─── Task input ───
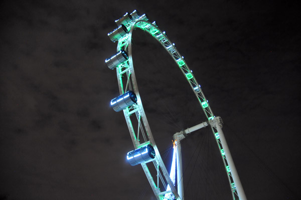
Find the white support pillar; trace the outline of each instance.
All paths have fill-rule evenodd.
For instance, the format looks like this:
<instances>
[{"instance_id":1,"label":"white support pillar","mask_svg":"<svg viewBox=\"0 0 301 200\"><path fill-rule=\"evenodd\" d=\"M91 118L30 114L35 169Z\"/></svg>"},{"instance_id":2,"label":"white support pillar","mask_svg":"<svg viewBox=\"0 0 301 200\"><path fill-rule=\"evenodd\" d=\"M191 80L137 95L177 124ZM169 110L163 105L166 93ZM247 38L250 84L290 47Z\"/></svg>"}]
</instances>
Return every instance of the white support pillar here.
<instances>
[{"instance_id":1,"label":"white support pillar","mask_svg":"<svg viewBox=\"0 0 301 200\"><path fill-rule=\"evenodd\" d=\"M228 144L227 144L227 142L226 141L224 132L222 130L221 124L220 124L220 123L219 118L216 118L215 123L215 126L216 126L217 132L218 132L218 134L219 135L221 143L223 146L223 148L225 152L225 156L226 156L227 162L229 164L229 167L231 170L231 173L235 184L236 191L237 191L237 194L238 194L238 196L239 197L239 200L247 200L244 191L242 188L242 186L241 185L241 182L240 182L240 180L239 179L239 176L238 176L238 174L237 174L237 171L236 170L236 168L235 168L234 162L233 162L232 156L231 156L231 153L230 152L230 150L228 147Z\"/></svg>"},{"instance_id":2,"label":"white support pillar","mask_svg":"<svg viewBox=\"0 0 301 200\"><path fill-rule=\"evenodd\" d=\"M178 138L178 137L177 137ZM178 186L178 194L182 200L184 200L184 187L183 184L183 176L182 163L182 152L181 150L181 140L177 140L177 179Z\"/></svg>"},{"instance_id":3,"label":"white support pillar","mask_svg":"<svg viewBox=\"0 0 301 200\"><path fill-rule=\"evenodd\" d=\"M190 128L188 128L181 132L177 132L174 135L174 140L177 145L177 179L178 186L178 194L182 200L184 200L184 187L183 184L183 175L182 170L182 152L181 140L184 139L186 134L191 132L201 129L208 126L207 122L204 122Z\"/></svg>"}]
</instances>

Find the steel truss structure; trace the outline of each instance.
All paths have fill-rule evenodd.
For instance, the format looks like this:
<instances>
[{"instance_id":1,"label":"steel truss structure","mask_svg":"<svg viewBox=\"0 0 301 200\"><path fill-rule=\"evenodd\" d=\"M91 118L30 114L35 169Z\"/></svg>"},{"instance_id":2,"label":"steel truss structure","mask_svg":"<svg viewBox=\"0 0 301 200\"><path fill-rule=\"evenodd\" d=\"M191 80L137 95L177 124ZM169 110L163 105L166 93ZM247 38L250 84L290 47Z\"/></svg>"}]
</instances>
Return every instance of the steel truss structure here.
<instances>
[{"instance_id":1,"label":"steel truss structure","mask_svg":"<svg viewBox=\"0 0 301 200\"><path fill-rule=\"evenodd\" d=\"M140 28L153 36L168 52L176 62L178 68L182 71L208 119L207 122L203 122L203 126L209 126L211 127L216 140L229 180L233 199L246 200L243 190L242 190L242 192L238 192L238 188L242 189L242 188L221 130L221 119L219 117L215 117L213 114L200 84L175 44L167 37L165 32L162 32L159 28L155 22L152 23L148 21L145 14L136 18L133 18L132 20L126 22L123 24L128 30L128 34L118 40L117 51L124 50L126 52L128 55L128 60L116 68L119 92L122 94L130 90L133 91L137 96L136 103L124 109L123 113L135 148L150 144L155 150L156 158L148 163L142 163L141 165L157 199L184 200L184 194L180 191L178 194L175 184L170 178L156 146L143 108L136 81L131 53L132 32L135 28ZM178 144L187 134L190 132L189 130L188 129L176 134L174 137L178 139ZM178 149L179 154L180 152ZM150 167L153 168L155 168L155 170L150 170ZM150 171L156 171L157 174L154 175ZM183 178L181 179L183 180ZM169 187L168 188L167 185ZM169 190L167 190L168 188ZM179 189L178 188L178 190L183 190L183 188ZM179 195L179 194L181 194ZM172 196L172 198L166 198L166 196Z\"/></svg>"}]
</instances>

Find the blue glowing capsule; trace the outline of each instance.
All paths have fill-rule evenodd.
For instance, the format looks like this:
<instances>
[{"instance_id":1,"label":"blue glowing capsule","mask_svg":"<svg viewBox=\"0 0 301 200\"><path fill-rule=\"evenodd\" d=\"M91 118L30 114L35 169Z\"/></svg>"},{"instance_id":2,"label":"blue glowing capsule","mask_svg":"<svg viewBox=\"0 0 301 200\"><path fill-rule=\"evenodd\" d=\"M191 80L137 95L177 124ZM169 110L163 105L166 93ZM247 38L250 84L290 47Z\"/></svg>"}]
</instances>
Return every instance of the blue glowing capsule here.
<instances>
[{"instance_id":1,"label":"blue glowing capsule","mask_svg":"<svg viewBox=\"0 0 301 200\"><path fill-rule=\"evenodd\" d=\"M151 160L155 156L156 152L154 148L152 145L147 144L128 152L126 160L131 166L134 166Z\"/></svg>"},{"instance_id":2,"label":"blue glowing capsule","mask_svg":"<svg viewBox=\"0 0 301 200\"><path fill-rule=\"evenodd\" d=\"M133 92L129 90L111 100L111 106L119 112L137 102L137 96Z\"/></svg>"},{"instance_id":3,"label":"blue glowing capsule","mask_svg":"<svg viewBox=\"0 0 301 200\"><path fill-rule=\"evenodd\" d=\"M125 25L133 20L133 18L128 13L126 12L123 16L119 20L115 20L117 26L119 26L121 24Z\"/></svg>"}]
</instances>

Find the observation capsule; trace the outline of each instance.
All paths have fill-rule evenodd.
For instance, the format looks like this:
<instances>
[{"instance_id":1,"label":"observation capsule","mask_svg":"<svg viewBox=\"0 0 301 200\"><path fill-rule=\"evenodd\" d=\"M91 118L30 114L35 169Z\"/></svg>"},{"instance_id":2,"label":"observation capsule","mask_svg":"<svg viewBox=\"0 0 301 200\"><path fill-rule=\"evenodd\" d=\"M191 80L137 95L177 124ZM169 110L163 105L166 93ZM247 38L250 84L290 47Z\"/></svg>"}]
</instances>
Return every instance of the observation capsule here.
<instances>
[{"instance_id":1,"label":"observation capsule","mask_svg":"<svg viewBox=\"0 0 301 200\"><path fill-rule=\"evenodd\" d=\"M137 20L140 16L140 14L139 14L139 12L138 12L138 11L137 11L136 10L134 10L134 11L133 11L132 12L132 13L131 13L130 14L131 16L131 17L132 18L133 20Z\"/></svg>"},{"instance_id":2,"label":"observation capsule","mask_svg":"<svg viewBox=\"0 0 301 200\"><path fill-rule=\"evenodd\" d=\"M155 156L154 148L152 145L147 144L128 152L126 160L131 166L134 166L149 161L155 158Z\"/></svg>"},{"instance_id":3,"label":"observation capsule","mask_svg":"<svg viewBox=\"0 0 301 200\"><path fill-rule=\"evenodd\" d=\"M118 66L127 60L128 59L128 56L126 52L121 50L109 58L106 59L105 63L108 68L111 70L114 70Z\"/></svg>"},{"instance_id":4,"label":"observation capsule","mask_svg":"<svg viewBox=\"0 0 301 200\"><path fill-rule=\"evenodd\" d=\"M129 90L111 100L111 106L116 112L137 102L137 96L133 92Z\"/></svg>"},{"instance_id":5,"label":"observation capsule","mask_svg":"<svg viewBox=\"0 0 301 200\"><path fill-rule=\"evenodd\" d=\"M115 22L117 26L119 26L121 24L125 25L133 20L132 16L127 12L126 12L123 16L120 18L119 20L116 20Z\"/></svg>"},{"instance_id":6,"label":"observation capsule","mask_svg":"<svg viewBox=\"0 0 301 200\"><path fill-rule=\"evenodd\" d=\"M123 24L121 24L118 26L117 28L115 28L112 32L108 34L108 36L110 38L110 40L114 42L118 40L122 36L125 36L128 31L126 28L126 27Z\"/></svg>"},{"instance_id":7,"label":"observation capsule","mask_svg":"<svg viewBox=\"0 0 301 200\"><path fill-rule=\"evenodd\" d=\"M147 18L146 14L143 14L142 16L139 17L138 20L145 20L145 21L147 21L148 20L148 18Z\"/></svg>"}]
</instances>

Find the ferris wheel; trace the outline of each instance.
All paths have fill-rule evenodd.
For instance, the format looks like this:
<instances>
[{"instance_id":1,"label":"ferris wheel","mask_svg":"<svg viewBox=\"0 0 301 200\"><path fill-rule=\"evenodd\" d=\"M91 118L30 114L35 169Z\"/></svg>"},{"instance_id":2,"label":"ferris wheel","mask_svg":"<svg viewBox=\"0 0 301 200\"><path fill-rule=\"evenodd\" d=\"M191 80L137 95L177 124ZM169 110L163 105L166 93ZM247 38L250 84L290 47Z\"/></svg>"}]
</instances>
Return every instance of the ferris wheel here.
───
- **Given task**
How many lines in the listing above contain the word "glowing"? Reply with the number only.

- **Full solution**
4